[Task prompt]: Reproduce word for word, from the entries below, the line with "Target: white building", the line with "Target: excavated earth", and every line between them, and nothing more.

[Dataset excerpts]:

────────────────────

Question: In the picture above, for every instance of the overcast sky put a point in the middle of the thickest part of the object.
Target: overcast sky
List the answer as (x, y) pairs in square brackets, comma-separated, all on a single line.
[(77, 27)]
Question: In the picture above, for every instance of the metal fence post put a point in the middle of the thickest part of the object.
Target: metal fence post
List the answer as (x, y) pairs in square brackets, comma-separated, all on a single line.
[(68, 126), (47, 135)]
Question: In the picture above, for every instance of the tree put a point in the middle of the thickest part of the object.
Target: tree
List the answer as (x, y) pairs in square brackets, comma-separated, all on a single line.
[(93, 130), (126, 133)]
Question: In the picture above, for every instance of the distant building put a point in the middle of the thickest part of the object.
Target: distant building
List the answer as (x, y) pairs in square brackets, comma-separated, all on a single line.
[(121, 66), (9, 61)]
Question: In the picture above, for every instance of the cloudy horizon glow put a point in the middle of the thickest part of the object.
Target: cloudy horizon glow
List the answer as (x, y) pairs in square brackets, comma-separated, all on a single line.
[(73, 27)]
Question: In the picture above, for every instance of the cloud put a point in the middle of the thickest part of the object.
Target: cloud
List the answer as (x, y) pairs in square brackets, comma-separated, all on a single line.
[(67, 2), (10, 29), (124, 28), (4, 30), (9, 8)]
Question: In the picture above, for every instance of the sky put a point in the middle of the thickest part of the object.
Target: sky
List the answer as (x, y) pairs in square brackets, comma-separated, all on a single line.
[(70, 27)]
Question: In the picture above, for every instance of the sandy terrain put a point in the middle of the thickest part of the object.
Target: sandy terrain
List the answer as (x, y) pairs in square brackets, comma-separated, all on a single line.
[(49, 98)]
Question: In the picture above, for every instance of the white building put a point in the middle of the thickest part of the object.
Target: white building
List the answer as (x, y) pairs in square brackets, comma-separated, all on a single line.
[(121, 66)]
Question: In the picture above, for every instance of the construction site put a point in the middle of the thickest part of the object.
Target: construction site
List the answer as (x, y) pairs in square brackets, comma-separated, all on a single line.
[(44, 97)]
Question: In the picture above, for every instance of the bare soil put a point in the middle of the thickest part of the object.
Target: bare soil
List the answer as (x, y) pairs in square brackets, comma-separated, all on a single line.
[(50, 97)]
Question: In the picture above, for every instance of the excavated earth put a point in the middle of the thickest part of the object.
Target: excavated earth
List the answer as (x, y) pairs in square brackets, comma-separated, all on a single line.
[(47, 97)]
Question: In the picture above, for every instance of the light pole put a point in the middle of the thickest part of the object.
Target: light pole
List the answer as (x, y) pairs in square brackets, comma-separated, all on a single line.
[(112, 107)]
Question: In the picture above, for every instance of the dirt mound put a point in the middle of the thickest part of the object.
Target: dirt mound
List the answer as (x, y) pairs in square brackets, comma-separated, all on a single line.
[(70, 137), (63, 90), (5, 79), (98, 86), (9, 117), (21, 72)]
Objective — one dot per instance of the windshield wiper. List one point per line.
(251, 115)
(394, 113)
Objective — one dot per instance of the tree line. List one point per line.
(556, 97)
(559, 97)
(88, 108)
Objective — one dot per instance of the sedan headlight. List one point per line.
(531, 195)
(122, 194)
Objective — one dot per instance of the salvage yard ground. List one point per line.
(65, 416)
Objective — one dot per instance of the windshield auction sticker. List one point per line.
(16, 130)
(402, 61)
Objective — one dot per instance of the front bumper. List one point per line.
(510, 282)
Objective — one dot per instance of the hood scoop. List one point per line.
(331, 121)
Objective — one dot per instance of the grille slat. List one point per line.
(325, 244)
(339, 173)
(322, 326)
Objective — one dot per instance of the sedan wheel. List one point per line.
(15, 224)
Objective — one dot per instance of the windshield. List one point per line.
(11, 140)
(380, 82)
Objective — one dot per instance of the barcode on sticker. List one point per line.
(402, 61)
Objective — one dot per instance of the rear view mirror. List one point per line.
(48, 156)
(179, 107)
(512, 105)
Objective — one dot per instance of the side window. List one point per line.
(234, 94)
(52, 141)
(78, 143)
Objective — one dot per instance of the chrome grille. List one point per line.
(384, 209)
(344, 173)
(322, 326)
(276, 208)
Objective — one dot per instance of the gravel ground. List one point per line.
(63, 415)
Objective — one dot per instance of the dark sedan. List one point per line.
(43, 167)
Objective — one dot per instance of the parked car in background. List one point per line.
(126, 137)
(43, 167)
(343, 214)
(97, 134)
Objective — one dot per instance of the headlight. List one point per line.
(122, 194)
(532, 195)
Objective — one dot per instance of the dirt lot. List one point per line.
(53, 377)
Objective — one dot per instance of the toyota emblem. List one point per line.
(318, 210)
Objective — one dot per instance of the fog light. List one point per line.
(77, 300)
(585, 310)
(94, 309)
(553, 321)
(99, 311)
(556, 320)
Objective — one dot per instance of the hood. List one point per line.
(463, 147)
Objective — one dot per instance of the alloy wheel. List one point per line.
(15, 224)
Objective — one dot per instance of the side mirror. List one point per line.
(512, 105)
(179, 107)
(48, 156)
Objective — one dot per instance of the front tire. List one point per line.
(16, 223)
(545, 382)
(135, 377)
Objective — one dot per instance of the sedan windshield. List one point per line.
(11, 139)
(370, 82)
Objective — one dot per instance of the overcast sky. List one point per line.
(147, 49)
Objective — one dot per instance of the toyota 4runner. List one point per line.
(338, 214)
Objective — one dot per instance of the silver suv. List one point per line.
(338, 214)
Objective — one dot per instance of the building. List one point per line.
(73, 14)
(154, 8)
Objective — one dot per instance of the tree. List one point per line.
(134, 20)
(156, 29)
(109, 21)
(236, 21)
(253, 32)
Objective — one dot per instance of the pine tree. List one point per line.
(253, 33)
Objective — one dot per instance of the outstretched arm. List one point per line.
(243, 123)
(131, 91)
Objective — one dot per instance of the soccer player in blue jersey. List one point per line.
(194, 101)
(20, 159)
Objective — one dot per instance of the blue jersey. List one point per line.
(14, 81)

────────────────────

[Response]:
Target: white building
List the answer as (x, y) pairs in square brackets, comma-separated, all on a single line.
[(121, 66)]
Question: In the picture above, for every instance of the construction site put a point in the middle of the thickest part of the object.
Target: construction site
List the answer as (x, y) pairs in square brackets, comma-separated, all on a single line.
[(44, 97)]
Question: In the picture above, for every instance of the bare soil put a point in the middle of the thickest part of the object.
Target: bare soil
List the answer as (x, y) pairs in square brackets, comma-separated, all on a single line.
[(50, 97)]
Question: In the picture above, for every instance of the excavated earth put a point in the middle of the thickest part of the object.
Target: excavated earth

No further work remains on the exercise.